> **What you are asked to do**
In the records below, copy everything from the line containing "Search the above image for: woman's face" down to the line containing "xmin=437 ymin=62 xmax=661 ymax=312", both lines included, and give nothing else. Scale every coordinate in the answers by 0.6 and round each to a whole number, with halves rounded up; leave the requests and their format samples unchanged.
++++ Given information ++++
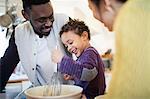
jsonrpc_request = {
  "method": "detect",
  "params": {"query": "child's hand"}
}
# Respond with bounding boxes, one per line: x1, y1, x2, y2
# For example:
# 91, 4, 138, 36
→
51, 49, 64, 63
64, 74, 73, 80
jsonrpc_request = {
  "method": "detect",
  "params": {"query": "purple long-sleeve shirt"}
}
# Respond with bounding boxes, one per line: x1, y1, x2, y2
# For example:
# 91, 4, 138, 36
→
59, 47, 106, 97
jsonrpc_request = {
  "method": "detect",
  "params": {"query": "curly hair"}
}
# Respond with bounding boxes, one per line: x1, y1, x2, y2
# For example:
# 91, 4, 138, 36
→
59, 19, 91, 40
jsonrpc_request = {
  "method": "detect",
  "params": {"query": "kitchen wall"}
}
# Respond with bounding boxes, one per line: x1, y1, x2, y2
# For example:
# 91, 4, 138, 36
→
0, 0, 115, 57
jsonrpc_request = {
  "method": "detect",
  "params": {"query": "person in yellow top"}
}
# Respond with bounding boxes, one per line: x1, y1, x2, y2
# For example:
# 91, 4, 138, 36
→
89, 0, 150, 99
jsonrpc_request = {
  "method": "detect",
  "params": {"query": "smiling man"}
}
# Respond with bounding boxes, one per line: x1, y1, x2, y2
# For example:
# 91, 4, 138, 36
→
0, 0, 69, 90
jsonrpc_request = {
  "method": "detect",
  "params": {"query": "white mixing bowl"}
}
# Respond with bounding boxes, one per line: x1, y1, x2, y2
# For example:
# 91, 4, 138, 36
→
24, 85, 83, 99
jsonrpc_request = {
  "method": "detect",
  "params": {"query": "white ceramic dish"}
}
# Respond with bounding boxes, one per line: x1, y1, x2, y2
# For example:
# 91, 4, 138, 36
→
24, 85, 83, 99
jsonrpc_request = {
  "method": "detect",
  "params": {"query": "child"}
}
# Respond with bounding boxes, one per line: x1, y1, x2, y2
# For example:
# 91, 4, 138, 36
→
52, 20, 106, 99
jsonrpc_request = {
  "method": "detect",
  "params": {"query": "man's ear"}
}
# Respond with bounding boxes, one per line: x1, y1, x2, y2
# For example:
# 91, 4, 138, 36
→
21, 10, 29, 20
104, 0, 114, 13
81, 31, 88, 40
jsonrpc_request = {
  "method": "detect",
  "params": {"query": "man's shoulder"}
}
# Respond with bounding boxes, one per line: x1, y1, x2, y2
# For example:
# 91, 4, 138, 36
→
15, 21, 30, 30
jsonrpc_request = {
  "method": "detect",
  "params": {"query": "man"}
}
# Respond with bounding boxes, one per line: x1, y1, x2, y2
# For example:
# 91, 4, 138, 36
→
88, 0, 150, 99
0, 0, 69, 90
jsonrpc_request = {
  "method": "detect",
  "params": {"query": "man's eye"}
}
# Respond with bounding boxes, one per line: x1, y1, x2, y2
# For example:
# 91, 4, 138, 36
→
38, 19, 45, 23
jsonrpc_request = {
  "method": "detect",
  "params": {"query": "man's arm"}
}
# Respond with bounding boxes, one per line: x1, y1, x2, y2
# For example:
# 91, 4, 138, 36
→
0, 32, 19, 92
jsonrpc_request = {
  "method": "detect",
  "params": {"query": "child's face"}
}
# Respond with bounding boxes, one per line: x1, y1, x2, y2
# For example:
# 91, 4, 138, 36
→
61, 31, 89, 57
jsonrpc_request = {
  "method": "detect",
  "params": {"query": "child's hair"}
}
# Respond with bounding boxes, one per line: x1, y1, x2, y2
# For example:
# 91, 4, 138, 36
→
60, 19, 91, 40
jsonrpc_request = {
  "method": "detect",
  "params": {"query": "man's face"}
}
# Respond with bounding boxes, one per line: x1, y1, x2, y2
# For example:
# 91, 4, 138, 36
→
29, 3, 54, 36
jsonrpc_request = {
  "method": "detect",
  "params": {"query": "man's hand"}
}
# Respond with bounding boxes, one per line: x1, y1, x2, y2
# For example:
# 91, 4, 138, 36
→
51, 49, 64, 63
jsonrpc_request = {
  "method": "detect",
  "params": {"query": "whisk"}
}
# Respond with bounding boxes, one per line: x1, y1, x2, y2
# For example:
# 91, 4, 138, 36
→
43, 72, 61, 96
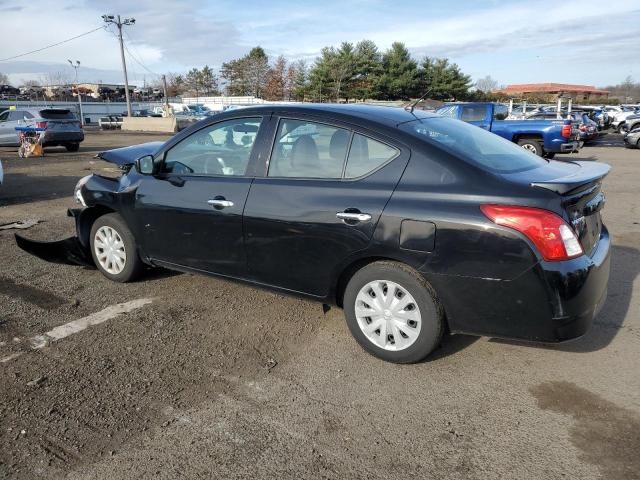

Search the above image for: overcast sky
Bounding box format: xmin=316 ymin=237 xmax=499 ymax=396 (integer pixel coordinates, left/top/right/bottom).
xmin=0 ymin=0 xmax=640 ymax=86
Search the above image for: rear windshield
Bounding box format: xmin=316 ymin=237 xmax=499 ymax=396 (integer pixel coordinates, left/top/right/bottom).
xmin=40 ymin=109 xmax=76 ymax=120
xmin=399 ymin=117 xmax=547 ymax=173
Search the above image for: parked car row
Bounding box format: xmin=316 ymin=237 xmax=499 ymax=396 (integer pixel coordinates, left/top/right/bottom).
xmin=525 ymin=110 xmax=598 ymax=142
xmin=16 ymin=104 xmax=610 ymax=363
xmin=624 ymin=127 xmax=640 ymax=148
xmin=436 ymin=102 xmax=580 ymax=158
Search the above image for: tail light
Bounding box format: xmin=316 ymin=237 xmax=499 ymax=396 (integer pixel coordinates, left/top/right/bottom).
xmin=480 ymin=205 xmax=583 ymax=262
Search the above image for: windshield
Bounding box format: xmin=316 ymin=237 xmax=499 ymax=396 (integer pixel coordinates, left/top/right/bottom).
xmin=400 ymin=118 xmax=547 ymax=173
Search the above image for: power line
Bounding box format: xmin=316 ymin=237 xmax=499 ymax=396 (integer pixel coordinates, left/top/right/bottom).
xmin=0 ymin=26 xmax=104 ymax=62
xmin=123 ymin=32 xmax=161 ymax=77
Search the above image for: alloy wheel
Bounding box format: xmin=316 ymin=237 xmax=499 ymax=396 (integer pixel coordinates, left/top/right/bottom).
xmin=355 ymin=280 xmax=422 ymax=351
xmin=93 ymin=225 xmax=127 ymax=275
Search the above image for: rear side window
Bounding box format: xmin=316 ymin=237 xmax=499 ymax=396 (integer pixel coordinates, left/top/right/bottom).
++++
++++ Given information ++++
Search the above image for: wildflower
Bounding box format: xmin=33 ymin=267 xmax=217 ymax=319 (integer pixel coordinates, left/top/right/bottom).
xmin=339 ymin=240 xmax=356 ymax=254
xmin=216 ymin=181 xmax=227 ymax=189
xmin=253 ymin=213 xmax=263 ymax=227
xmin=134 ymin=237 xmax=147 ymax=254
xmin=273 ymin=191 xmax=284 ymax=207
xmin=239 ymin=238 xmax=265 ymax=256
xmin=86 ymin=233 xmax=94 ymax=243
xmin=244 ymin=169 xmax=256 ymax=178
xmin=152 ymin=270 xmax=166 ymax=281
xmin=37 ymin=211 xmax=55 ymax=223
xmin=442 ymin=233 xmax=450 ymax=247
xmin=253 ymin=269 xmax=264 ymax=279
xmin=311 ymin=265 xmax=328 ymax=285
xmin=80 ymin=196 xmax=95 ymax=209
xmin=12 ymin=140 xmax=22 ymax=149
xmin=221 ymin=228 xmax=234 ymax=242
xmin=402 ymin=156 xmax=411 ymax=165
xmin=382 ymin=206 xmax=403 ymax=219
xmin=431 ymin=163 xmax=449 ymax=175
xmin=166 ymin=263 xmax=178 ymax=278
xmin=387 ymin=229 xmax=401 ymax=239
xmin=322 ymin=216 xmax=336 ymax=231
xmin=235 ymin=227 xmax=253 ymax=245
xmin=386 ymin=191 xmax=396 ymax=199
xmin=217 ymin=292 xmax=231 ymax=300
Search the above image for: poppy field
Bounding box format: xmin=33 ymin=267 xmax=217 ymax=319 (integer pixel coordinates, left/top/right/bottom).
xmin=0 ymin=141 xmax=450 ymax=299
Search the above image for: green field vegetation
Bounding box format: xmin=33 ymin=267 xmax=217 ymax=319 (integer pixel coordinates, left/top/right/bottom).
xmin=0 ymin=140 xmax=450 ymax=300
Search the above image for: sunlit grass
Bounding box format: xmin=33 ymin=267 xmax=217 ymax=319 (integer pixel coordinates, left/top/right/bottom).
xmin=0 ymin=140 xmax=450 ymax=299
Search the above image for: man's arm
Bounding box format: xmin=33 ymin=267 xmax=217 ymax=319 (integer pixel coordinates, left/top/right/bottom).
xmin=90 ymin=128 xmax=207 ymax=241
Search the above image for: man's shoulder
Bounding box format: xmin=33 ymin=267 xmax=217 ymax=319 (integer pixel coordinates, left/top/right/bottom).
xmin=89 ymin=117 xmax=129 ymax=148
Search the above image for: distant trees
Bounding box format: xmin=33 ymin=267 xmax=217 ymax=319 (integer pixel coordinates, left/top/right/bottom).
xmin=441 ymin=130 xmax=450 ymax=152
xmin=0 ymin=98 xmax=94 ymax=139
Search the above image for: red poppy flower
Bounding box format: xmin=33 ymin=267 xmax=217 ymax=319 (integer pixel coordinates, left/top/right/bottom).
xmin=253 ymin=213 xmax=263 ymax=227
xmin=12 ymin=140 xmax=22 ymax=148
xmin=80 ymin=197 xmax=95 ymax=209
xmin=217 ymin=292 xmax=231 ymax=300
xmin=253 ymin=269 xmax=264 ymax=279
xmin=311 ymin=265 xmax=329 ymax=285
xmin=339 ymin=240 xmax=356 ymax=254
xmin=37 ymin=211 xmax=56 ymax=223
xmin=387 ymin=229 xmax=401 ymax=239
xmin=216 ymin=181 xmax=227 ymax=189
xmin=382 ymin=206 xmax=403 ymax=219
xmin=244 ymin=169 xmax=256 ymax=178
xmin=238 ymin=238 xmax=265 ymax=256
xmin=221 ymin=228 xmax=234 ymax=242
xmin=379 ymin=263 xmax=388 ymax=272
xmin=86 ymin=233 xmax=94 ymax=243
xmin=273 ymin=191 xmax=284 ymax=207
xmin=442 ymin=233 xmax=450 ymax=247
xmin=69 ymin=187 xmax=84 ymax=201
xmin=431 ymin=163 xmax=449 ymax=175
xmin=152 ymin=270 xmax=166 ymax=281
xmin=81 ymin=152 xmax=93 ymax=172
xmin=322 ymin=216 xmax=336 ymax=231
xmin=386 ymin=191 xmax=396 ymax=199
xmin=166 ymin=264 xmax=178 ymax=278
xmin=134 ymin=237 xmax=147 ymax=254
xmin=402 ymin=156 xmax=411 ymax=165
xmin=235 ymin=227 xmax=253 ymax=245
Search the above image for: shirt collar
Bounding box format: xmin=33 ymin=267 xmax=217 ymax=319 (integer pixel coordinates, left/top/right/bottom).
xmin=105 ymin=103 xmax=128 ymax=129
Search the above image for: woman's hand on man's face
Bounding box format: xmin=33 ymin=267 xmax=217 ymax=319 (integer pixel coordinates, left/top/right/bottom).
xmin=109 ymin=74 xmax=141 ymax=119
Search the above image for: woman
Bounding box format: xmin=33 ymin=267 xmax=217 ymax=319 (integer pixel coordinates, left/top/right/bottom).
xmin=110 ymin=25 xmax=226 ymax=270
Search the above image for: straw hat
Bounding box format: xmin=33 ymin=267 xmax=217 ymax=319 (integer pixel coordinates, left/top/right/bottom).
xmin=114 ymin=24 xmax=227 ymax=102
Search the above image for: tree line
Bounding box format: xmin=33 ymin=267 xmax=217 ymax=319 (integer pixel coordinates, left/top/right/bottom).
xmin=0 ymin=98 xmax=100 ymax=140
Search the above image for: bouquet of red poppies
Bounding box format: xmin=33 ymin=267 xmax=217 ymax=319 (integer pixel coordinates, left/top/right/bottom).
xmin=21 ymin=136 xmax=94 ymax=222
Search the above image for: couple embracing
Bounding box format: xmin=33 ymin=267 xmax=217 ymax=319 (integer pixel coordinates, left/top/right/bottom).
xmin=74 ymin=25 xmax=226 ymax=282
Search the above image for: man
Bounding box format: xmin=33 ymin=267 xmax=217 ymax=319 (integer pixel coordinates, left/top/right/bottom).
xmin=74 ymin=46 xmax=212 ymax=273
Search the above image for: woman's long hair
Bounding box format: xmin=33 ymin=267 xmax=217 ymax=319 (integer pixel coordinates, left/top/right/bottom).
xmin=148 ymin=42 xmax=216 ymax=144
++++
++++ Given information ++++
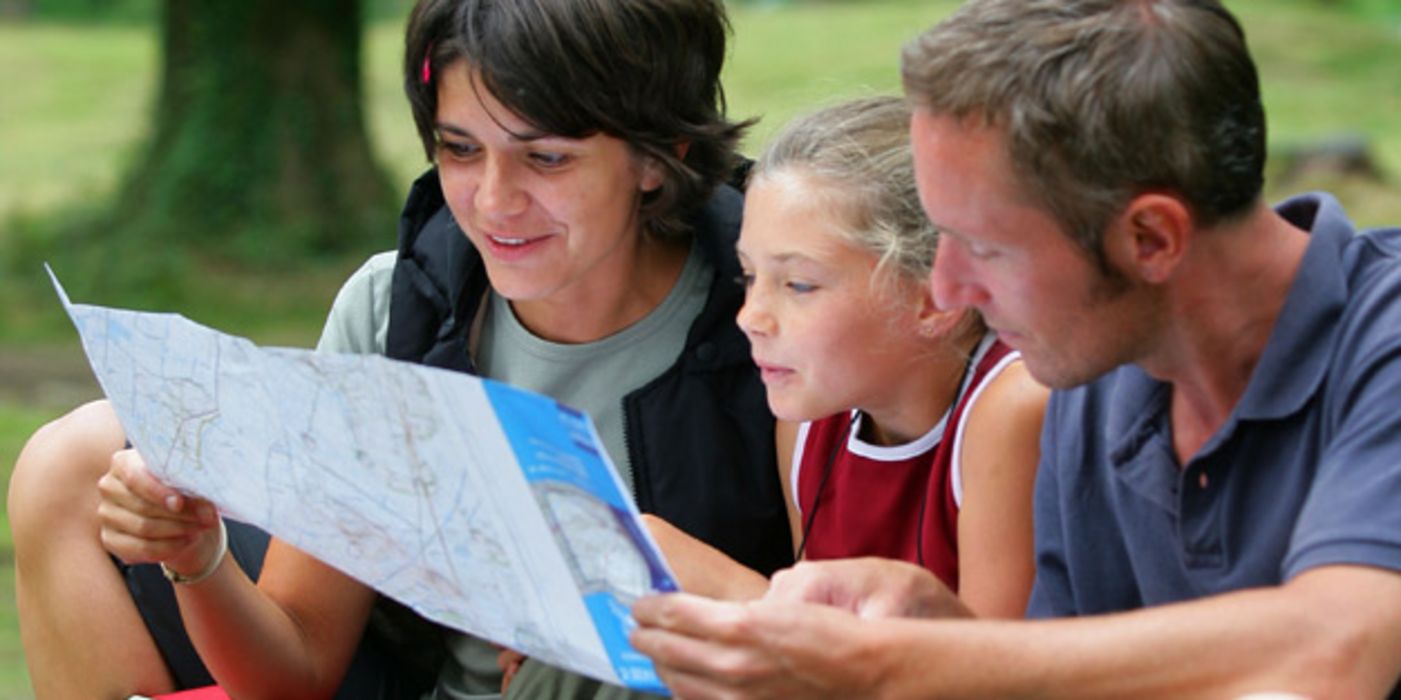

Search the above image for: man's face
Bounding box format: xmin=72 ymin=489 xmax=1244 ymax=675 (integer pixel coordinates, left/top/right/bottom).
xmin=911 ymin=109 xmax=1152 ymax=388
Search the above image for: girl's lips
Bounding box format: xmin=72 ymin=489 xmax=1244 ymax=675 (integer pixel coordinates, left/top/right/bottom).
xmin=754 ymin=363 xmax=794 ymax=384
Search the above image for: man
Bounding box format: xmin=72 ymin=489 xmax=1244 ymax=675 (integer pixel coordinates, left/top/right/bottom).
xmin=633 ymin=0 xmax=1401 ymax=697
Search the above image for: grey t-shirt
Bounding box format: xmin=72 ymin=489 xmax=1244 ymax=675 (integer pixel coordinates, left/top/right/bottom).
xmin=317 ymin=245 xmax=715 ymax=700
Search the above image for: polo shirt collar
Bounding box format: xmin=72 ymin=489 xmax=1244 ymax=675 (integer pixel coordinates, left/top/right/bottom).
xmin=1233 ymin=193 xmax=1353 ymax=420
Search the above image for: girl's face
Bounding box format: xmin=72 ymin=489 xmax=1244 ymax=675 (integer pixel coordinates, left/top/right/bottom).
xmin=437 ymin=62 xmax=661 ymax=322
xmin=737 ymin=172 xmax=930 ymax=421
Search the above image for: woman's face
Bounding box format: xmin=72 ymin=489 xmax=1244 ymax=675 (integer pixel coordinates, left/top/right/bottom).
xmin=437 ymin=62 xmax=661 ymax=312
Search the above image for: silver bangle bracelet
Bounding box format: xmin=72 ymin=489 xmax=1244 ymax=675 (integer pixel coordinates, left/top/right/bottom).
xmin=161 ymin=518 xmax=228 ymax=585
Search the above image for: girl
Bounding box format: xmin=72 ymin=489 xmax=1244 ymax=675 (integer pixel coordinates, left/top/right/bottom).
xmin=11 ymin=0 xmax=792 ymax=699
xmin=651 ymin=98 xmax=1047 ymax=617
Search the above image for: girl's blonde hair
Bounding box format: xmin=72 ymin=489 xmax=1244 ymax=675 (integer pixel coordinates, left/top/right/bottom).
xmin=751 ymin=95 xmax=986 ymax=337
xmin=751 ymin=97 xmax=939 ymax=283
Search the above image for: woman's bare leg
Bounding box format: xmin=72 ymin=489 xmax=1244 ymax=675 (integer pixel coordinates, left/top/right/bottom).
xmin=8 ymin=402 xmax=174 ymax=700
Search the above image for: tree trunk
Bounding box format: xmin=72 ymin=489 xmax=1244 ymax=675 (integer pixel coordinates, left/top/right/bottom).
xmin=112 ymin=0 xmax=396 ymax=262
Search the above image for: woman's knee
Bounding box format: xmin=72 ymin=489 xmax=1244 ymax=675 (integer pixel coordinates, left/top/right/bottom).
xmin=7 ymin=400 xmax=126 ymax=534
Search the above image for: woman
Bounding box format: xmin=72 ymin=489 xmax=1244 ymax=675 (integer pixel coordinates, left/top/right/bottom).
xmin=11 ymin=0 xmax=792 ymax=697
++++
> **Response**
Search the above image for: woman's face
Bounding box format: xmin=72 ymin=489 xmax=1244 ymax=675 (integer pixel coordinates, left/top/right/bottom).
xmin=262 ymin=37 xmax=397 ymax=187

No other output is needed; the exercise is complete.